■ WRITTEN PROBLEM ■
Please express the records below as a JSON list of strings, with one string for each line and blank lines omitted.

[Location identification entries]

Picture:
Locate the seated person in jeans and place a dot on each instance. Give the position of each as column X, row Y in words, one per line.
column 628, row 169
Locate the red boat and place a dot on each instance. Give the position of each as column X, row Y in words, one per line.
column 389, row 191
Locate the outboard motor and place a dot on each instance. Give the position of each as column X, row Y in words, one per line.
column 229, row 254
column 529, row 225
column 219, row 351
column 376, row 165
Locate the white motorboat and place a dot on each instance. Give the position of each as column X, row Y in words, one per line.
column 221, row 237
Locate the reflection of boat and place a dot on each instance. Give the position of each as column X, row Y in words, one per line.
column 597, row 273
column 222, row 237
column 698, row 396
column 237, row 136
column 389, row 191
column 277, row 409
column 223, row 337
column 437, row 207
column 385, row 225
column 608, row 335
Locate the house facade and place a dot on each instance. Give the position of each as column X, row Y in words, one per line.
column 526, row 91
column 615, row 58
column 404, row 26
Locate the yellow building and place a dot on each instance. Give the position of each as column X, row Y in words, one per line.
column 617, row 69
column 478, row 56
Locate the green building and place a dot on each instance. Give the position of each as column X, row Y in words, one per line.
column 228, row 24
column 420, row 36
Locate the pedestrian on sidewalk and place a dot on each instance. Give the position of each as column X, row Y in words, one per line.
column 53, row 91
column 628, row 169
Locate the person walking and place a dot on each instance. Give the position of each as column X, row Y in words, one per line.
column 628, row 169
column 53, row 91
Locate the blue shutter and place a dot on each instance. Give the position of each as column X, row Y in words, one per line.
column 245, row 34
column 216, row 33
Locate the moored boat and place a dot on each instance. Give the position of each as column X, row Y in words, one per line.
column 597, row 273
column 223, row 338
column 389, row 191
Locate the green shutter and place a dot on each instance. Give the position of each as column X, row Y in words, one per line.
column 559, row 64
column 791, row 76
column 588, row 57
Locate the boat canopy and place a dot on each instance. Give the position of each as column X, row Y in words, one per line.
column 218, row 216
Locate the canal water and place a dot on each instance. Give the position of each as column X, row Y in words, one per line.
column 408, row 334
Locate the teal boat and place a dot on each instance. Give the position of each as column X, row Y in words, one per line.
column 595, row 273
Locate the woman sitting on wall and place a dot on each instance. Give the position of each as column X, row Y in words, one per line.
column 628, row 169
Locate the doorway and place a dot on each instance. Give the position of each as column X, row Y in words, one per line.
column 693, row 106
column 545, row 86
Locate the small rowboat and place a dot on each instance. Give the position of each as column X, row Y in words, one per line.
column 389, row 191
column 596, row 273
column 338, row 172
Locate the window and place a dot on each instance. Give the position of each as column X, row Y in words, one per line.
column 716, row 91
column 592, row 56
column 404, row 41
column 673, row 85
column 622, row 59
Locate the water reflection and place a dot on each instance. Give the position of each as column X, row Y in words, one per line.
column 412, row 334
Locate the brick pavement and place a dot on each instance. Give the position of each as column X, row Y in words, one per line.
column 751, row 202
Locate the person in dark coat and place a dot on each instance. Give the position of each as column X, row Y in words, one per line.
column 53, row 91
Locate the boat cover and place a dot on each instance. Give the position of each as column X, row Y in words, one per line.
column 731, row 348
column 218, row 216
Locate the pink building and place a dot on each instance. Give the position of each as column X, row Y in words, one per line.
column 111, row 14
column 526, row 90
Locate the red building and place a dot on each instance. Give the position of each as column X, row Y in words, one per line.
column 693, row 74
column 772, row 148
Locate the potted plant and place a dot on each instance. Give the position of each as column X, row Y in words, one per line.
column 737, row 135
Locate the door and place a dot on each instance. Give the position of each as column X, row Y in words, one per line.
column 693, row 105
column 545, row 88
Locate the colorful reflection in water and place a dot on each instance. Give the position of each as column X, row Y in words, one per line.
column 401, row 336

■ FINAL RESULT ■
[
  "Picture:",
  "Locate the seated person in jeans and place a dot on each instance. Give the position of each as column X, row Y in words, one per line.",
  "column 628, row 169",
  "Locate the red boat and place a dot on each instance. Give the position of each as column X, row Y in words, one per line.",
  "column 389, row 191",
  "Locate the outboard motor and place a dot on each instance. Give the position of each as column X, row Y in words, one per line.",
  "column 229, row 254",
  "column 529, row 225",
  "column 219, row 351",
  "column 376, row 165",
  "Locate the white motorboat and place a dot on each instance. Give the position of each as column X, row Y in words, one per line.",
  "column 221, row 237",
  "Locate the reflection of boat and place a dot on each instance. Give the position of each as column X, row Y in words, one per line.",
  "column 597, row 273",
  "column 222, row 237",
  "column 698, row 396",
  "column 237, row 136",
  "column 389, row 191",
  "column 277, row 409",
  "column 223, row 337",
  "column 437, row 207",
  "column 385, row 225",
  "column 608, row 335",
  "Locate the house facade and place a dot on each instance. Give the position of each as column X, row Y in words, one per line.",
  "column 526, row 91",
  "column 615, row 58",
  "column 404, row 26",
  "Locate the yellow building and place a dot on each instance. Give the position of each as column X, row Y in words, one per line.",
  "column 617, row 69",
  "column 478, row 56",
  "Locate the green building and place a dot on each instance. Give the position of each as column X, row Y in words, one per line.",
  "column 228, row 24",
  "column 420, row 36",
  "Locate the pedestrian on sidewalk and place a dot on each instance. Give the position of each as column X, row Y in words, one per line.",
  "column 53, row 91",
  "column 628, row 169",
  "Locate the person walking and place a dot on each instance. Give the position of each as column X, row Y in words, one per line.",
  "column 628, row 169",
  "column 53, row 91",
  "Locate the blue shutter and place a dot on each instance. Give the position of each as column X, row Y in words, one per line.",
  "column 245, row 34",
  "column 216, row 33",
  "Locate the moored boat and place a dot on each instance. Give the position of each as column X, row Y in words, one per line.",
  "column 597, row 273",
  "column 223, row 338",
  "column 389, row 191",
  "Locate the green shutter and place a dot on each instance. Give the position of each as column X, row Y in words, one per line.",
  "column 559, row 64",
  "column 791, row 76",
  "column 588, row 57",
  "Locate the boat canopy and place a dot on each instance. Give the position of each as column X, row Y in words, one per line.",
  "column 218, row 216",
  "Locate the canal water and place a dot on each instance. Give the position of each as column X, row Y in words, one per line.",
  "column 408, row 334",
  "Locate the teal boat and place a dot on each instance. Give the position of each as column X, row Y in words, one per line.",
  "column 595, row 273",
  "Locate the woman sitting on wall and place a dot on each instance. Give the position of each as column X, row Y in words, one per line.",
  "column 628, row 169",
  "Locate the doorway and place a dot on each instance. Give the position of each as column X, row Y in words, one per line.",
  "column 693, row 106",
  "column 545, row 86",
  "Locate the small rowboat and place a dot on each instance. Give the position of each as column X, row Y in words, one per line.",
  "column 389, row 191",
  "column 596, row 273",
  "column 338, row 172",
  "Locate the window and place a dot on each instance. Give the position of each as column X, row Y in words, one per line.",
  "column 716, row 91",
  "column 592, row 56",
  "column 404, row 41",
  "column 673, row 85",
  "column 622, row 59",
  "Locate the water reflection and place a dot on each instance. Give the position of each as column X, row Y in words, one per line.",
  "column 412, row 334",
  "Locate the brick pavement and place a dot on each instance. Give the position of each as column X, row Y in words, one per line.",
  "column 751, row 202",
  "Locate the person in dark coat and place a dot on each instance. Give the position of each as column X, row Y in words, one per line.",
  "column 53, row 91",
  "Locate the boat cover and place a dot on each instance. Give the position of each as column X, row Y in words, one per line.",
  "column 731, row 348",
  "column 218, row 216",
  "Locate the pink building and place a dot on each instance. Give the position of each as column X, row Y in words, one per line.",
  "column 111, row 14",
  "column 526, row 90",
  "Locate the red building and place a dot on each instance. Give the position of each as column X, row Y in words, one per line.",
  "column 693, row 74",
  "column 772, row 148",
  "Locate the potted plant and place a dot on each instance. Give the position of each as column X, row Y in words, one per line.",
  "column 737, row 135",
  "Locate the door and place a dot on each instance. Give the position of each as column X, row Y in words, one per line.",
  "column 693, row 105",
  "column 545, row 88",
  "Locate the colorful reflection in water and place a dot on each instance. Give the position of each as column X, row Y in words, one per line.",
  "column 401, row 336"
]